● **Request**
Repeat each line exactly as it is written.

....

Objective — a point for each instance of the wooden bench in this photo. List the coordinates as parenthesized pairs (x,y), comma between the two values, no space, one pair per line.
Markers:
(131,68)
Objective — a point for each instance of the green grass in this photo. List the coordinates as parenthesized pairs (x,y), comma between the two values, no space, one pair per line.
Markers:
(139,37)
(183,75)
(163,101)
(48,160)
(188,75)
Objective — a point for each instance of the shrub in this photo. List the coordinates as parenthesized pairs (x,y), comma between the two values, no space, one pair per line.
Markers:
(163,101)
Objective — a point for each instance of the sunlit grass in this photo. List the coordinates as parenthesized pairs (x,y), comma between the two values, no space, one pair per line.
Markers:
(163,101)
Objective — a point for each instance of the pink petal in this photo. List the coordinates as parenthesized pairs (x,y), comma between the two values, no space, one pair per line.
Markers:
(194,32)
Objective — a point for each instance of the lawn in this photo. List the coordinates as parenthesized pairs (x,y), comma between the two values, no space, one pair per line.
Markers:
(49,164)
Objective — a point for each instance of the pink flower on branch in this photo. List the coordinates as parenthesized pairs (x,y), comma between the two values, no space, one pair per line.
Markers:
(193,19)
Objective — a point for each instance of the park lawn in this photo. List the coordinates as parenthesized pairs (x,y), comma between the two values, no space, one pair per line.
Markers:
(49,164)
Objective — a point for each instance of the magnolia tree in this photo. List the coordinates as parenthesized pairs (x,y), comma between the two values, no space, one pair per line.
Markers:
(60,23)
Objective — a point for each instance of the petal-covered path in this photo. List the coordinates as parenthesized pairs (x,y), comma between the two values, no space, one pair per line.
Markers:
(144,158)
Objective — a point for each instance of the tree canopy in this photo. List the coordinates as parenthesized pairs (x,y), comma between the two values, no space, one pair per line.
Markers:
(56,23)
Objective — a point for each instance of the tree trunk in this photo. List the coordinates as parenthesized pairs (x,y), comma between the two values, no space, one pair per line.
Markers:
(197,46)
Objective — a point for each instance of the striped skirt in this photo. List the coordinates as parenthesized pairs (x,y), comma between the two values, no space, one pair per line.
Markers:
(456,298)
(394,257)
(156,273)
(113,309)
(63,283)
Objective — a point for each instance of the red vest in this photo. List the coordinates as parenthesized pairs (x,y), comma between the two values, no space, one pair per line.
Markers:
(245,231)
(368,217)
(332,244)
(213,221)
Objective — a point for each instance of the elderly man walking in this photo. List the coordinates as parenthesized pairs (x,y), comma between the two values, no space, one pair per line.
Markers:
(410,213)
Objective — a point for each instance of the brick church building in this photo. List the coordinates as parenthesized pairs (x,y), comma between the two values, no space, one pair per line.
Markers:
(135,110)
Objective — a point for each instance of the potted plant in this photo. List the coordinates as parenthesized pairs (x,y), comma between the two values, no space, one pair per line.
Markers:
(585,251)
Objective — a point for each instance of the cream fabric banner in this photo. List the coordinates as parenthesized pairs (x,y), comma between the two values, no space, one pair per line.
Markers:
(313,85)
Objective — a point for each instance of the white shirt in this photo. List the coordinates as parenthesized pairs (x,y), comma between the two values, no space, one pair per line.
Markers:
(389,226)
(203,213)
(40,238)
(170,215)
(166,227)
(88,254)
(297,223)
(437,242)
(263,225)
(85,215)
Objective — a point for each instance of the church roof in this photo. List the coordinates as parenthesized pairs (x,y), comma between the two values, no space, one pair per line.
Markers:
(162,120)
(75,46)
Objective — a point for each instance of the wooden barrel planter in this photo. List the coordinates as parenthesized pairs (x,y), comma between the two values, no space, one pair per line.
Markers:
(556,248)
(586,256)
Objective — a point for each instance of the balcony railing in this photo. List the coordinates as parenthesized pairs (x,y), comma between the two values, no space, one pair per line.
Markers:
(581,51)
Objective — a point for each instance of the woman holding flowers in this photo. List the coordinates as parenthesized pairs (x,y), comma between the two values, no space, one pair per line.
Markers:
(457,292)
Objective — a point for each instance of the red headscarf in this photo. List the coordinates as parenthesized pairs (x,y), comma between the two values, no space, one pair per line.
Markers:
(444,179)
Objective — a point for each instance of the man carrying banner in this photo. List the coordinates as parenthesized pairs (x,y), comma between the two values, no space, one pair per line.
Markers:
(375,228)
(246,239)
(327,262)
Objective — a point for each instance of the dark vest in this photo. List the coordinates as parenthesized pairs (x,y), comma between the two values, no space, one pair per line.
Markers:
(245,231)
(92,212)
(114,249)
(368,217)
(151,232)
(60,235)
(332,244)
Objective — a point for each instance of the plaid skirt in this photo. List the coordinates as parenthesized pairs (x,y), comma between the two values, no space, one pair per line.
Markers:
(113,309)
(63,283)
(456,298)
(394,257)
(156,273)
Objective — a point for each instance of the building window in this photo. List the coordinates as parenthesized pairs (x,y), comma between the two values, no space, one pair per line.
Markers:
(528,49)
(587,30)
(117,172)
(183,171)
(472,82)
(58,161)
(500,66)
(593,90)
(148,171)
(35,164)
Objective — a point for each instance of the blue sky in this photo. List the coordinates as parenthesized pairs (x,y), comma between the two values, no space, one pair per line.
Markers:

....

● **Solution for this problem**
Objective — a point for each instance of the wooden bench in this photo. List the coordinates as parenthesized pairs (x,y), comma between the two values, no space, one pair per line.
Markers:
(131,68)
Objective — a point for each instance of the green grass in this photo. List the coordinates as parenthesized pairs (x,y), comma between the two values, no space, one pair per line.
Markers:
(139,37)
(183,75)
(163,101)
(48,160)
(188,75)
Objective — a point for each instance of the shrub in this photo. List the coordinates as parenthesized pairs (x,y), comma between the two values, no space, one pair per line.
Markers:
(163,101)
Objective — a point for each instance of the sunlit grass in this photo. List the coordinates as parenthesized pairs (x,y), comma between the two values, no space, one pair per line.
Markers:
(163,101)
Objective — a point for each instance of the pink petal in this photo. List the coordinates as parenthesized pairs (x,y), comma between the two values, no space, one pair per line.
Markers:
(194,32)
Objective — a point for each instance of the lawn in this photo. List the coordinates as parenthesized pairs (x,y), comma between the two values, no space, one pair per line.
Markers:
(49,164)
Objective — a point for each instance of the pink flower on branch in this photo. List the coordinates as parenthesized pairs (x,y), comma between the two values, no space, one pair per line.
Markers:
(193,19)
Objective — a point for each instance of the park lawn in this photo. List the coordinates as parenthesized pairs (x,y), comma between the two values, no space, one pair per line.
Markers:
(49,164)
Objective — a point for each instance of the magnolia tree in this photo. List the coordinates as parenthesized pairs (x,y), comma between the two values, no space, one pair per line.
Markers:
(60,23)
Objective — a point for each instance of the petal-covered path in this photo. List the coordinates as parenthesized pairs (x,y), comma between the two values, no space, one pair per line.
Markers:
(144,158)
Objective — a point for each instance of the tree canopy in this photo. List the coordinates as parenthesized pairs (x,y), comma between the two values, no space, one pair per line.
Markers:
(56,23)
Objective — a point for each instance of the tree trunk in this photo. List the coordinates as parenthesized pairs (x,y), comma between the two values, no space, one pair per line.
Markers:
(197,46)
Objective — a point for each instance of the striped skirt in this photo. List the coordinates as parenthesized pairs (x,y), comma between the two values, no space, one pair per line.
Markers:
(456,298)
(394,257)
(156,273)
(113,309)
(63,283)
Objective — a point for each instance of the red vest in this photo. List the coordinates as parenthesized pairs (x,y), comma between the two values, no space, one pair per line.
Markers:
(245,231)
(368,217)
(332,244)
(213,221)
Objective — a point for each instance of the elderly man walking in this photo. List the coordinates as parenthesized pairs (x,y), comma between the two values, no space, one pair per line.
Markers:
(410,213)
Objective — a point for each instance of the brick church building in this photo. List the coordinates as parenthesized pairs (x,y), comma between the two values, no space, one pair per line.
Markers:
(135,110)
Objective — a point for each instance of the potted plant in this photo. List the coordinates as parenthesized pairs (x,y), comma between the two values, no space, one pair per line.
Markers:
(585,251)
Objective — a point for each instance of the cream fabric banner in this photo. List the coordinates as parenthesized pairs (x,y), comma between the two values, no space, one pair per line.
Markers:
(313,85)
Objective — a point for each instance of the white shirt in this photo. List the coordinates as parenthesized pairs (x,y), comma between the two values, no space, one pair per line.
Markers:
(389,226)
(203,213)
(40,238)
(170,215)
(166,227)
(88,254)
(297,223)
(437,242)
(263,225)
(85,215)
Objective — a point for each instance of the church roof in this photo. List the coordinates as parenthesized pairs (x,y), comma between the two values, no space, one pair per line.
Markers:
(162,120)
(75,46)
Objective — a point for each instance of the wooden barrel planter in this photo. List the coordinates as parenthesized pairs (x,y), comma between the two values, no space, one pair per line.
Markers:
(556,248)
(586,256)
Objective — a point for each instance of the balcony railing in this photo. List the coordinates as parenthesized pairs (x,y), comma between the two values, no space, one pair per line.
Markers:
(581,51)
Objective — a point for each instance of the woman holding flowers in this photo. List the coordinates as parenthesized pairs (x,y), comma between the two values, no space, one pair per line.
Markers:
(457,292)
Objective — a point for each instance of the red headscarf in this photo. List the coordinates as parenthesized pairs (x,y), comma between the two values, no space, one pair per line.
Markers:
(444,179)
Objective — a point for each instance of the man carrying banner in this photo. List the coordinates as parenthesized pairs (x,y), comma between the two values, no space, one pair per line.
Markers:
(375,228)
(246,239)
(327,262)
Objective — a point for each instance of the dark vest in this photo. List the coordinates as parenthesized pairs (x,y), comma between the two values, no space, one pair per line.
Markers:
(245,231)
(92,212)
(114,249)
(368,217)
(151,232)
(60,235)
(332,244)
Objective — a point for each instance of the plaid skirt in this photo. List the coordinates as parenthesized pairs (x,y), comma between the two values, no space, one pair per line.
Markers:
(113,309)
(63,283)
(456,298)
(394,257)
(156,273)
Objective — a point for each instance of the building window in this photo. List the coordinates as parenthesized pairs (x,y), comma between the two values, no space, one pair per line.
Markers:
(528,49)
(587,30)
(117,172)
(183,171)
(472,82)
(58,161)
(500,66)
(593,90)
(148,171)
(35,164)
Objective — a point for each instance of the blue sky in this photo. List the coordinates as parenthesized pairs (x,y), comma between the two values, no space, one pair per line.
Markers:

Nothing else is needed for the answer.